Exactly the lines from the one containing "of the electrical" through the end of the data below are to be reproduced, and nothing besides them.

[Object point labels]

━━━━━━━━━━━━━━━━━━━━

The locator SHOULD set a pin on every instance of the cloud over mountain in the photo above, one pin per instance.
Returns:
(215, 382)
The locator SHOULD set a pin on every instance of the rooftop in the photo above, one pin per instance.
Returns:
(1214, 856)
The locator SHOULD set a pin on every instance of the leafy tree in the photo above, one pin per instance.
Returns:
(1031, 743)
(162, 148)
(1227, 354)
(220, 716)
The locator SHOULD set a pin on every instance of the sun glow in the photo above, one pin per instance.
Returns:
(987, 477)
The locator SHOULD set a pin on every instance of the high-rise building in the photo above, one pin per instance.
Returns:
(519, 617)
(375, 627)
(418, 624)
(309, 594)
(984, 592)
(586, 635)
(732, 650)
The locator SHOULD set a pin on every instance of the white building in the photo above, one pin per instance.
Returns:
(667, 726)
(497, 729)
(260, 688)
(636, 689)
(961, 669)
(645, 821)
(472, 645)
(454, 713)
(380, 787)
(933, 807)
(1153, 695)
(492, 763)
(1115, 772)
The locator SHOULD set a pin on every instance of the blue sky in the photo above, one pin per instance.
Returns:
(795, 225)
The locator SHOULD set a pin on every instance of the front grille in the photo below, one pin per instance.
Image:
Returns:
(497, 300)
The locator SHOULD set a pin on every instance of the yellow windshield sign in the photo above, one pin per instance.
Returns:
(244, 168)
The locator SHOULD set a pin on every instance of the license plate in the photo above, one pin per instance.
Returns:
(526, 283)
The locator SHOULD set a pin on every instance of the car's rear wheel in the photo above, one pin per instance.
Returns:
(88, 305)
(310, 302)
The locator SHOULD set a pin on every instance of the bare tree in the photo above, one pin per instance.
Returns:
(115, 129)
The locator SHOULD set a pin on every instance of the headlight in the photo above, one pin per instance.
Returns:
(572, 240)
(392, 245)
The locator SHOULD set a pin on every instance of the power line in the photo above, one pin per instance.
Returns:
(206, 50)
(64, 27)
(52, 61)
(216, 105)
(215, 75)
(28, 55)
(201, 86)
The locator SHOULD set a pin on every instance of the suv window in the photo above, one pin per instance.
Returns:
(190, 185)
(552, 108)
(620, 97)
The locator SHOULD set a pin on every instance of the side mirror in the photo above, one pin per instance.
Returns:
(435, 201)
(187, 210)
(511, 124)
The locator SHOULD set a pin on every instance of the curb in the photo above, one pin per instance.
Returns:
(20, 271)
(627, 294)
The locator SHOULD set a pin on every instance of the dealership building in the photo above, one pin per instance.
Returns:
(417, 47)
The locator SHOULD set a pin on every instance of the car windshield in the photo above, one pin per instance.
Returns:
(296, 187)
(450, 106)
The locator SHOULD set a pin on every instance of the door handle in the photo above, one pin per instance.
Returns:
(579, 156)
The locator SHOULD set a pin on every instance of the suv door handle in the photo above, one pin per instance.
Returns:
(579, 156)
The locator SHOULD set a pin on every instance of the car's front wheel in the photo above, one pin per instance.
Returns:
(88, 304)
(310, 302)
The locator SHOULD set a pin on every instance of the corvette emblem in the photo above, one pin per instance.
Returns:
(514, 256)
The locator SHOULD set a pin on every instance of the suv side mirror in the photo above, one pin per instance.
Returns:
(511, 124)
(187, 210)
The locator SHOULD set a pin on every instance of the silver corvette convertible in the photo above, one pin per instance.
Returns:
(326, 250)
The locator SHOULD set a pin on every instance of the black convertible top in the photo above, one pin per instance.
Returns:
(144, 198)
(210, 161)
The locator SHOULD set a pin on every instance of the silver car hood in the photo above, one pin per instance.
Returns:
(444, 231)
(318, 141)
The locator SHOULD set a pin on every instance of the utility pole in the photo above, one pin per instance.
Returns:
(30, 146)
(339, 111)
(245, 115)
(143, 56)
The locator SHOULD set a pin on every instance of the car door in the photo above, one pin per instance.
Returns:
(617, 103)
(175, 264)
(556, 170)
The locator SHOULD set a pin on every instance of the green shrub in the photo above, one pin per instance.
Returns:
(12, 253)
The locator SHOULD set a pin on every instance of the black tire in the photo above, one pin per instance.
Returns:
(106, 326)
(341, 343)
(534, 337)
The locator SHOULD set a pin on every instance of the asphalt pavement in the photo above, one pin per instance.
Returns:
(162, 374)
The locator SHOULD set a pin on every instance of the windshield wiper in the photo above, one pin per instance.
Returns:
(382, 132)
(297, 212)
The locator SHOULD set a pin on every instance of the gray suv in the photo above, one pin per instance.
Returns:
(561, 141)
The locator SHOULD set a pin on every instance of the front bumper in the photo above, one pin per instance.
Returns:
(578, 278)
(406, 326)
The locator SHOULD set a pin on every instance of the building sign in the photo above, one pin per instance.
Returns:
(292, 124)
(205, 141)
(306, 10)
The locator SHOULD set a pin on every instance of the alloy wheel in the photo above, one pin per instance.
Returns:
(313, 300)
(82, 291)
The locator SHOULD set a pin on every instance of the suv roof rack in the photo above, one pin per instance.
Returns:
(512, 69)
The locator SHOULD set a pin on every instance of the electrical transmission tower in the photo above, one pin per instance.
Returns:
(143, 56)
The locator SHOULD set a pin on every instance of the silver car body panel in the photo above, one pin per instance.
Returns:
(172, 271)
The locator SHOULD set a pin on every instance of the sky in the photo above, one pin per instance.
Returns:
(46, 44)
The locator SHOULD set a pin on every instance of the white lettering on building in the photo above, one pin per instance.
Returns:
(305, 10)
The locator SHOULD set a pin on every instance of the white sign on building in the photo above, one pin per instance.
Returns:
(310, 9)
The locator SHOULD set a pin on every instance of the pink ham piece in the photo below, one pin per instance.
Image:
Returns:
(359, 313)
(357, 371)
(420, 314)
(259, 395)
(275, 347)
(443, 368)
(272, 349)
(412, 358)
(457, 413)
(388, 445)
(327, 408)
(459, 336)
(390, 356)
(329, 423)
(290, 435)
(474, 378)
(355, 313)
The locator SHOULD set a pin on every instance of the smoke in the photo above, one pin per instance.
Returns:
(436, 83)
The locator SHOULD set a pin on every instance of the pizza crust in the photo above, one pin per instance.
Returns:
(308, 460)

━━━━━━━━━━━━━━━━━━━━

> **EXERCISE RESULT**:
The locator SHOULD set a pin on every instance of the electrical transmission tower in the photo above, one pin per instance.
Returns:
(143, 56)
The locator SHOULD set a pin on every instance of the silver car body panel in the photo above, one pin per instance.
Returns:
(172, 271)
The locator SHOULD set a pin on every instance of the sky in the photo above, one pin per instance.
Returns:
(46, 44)
The locator SHOULD set a pin on every instance of the white lettering on building in the photo above, one pin per instance.
Returns:
(305, 10)
The locator SHOULD set a pin on every instance of the white sign on building in the photo above, one pin per instance.
Returns:
(310, 9)
The locator SHOULD set a pin on every instance of the pink ham piece in the photo below, one pin per instance.
Image:
Returns:
(359, 313)
(357, 371)
(420, 314)
(259, 395)
(275, 347)
(443, 368)
(272, 349)
(412, 358)
(457, 413)
(388, 445)
(327, 408)
(459, 336)
(390, 356)
(329, 423)
(290, 435)
(474, 378)
(355, 313)
The locator SHOULD set a pin on every instance of the smoke in the photo above, one pin per instance.
Returns:
(436, 83)
The locator SHOULD set a pin on every instance of the pizza crust in the photo above, one pin per instance.
Returns:
(308, 460)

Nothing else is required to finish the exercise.